● **TASK**: Print all of the records. Exclude the images.

Extracted records:
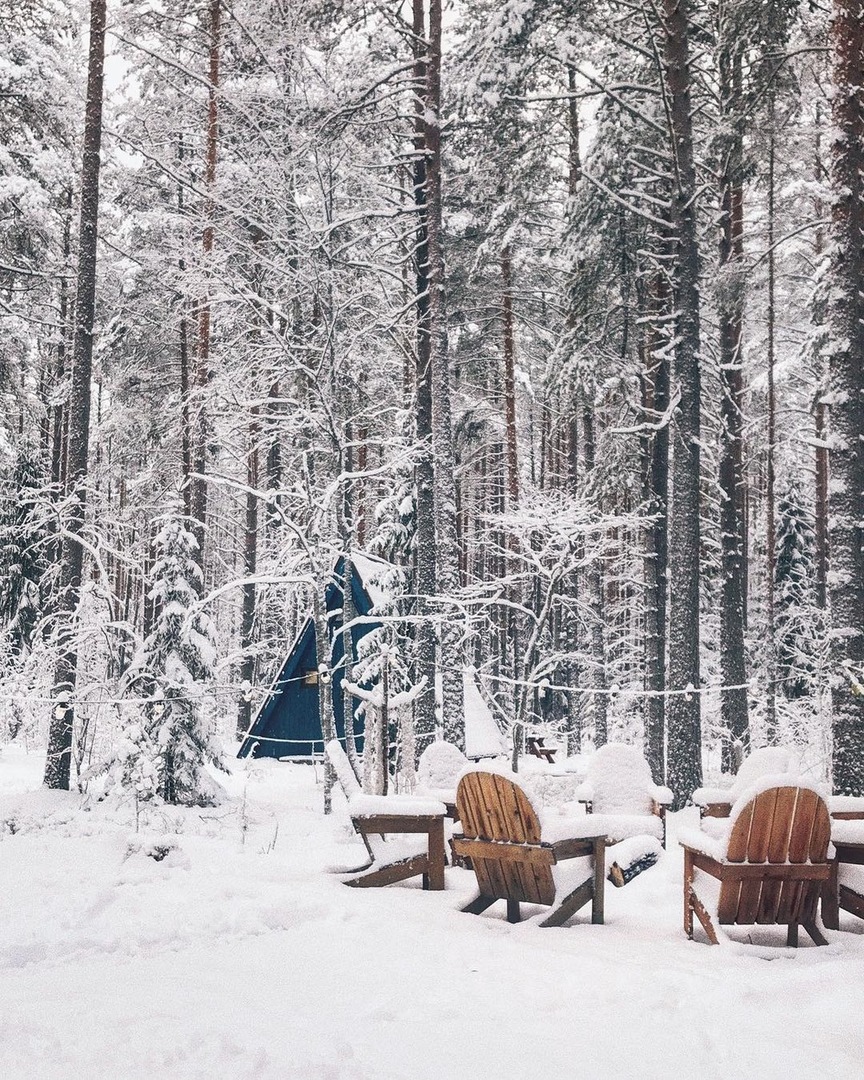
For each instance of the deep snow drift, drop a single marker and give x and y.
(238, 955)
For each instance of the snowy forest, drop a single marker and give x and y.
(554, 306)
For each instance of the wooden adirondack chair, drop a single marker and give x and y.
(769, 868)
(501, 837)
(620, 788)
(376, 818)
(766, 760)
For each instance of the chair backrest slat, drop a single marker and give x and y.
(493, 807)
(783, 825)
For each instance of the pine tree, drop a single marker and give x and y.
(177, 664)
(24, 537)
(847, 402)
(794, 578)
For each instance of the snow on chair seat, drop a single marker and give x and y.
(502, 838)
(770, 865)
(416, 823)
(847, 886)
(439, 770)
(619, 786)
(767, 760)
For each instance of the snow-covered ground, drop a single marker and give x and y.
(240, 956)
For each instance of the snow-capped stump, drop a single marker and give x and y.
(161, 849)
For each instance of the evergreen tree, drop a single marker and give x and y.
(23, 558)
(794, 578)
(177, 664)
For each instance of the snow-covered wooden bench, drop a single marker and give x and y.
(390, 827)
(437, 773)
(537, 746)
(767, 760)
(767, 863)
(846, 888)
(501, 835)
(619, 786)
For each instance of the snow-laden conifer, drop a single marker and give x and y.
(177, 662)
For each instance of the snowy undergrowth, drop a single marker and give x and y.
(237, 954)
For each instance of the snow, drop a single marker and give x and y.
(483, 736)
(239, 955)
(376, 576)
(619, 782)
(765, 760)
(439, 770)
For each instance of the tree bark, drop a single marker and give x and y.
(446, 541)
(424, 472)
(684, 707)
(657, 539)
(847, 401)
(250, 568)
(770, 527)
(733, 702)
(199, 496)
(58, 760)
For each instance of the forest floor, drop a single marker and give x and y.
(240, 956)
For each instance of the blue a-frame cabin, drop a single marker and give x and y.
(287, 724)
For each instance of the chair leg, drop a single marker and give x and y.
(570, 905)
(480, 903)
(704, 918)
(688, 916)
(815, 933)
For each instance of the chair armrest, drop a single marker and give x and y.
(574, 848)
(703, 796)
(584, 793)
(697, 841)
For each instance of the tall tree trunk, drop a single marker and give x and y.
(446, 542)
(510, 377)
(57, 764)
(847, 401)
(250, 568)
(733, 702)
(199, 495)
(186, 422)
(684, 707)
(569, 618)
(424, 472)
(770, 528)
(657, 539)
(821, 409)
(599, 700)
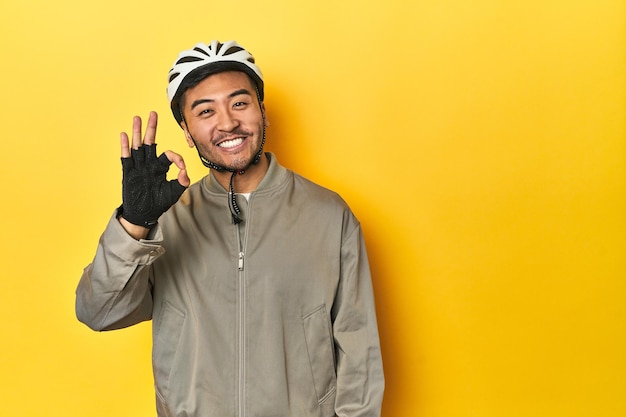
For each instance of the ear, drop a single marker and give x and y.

● **ANSWER TO THIS TASK**:
For each instance of the deep snow drift, drop a single marker and give x and y.
(238, 955)
For each instance of the snowy forest, drop a single marker and give x and y.
(554, 306)
For each instance of the wooden adirondack chair, drop a single marker and give x and y.
(769, 868)
(501, 837)
(620, 788)
(376, 818)
(766, 760)
For each instance of the chair backrest slat, drop a single marker and give x and y.
(493, 807)
(783, 825)
For each instance of the pine tree, drop a single marker and give x and y.
(177, 664)
(24, 537)
(847, 402)
(794, 578)
For each instance of the snow on chair seat, drop a single marker and give x and y.
(502, 838)
(770, 865)
(416, 823)
(847, 886)
(439, 770)
(619, 786)
(767, 760)
For each instance of the snow-covered ground, drop a single marker and give x and y.
(240, 956)
For each instance of the snow-capped stump, drop a single marker and give x and y.
(161, 849)
For each instance of the evergreen tree, drop a single marker and give x and y.
(23, 558)
(794, 578)
(177, 664)
For each instance of the snow-covered wooden bench, drop a single marker and give x and y.
(390, 827)
(437, 773)
(537, 746)
(767, 760)
(767, 863)
(846, 888)
(501, 835)
(619, 786)
For each instance of the snow-laden conifer, drop a single marker and give x and y.
(177, 662)
For each instance of the snowy undergrowth, drop a single marker and give x and y.
(237, 954)
For each instance of the snow, drop a single marker and give x and y.
(483, 736)
(239, 955)
(376, 576)
(619, 782)
(765, 760)
(439, 770)
For each instance of the tree bark, drop a single marker and give x and y.
(446, 541)
(424, 472)
(684, 707)
(657, 539)
(847, 401)
(250, 568)
(770, 527)
(733, 702)
(199, 496)
(58, 760)
For each instance of the forest floor, drop a single marker and give x and y.
(240, 956)
For each instance of the blue a-frame cabin, drop a single marker and give x and y.
(287, 724)
For each instance of the chair leg, drop a single marker and give x and y.
(570, 905)
(480, 903)
(704, 918)
(688, 916)
(815, 933)
For each instance of the chair armrest, drop a single marker and give x and y.
(574, 848)
(703, 796)
(584, 793)
(697, 841)
For each instance of the tall tree trunk, drop a single marker and give x and y.
(446, 542)
(510, 377)
(57, 764)
(847, 401)
(250, 568)
(733, 702)
(199, 495)
(186, 422)
(684, 707)
(569, 618)
(424, 472)
(770, 528)
(657, 539)
(821, 409)
(599, 700)
For each instance of the ear, drop a single marker and give x and y.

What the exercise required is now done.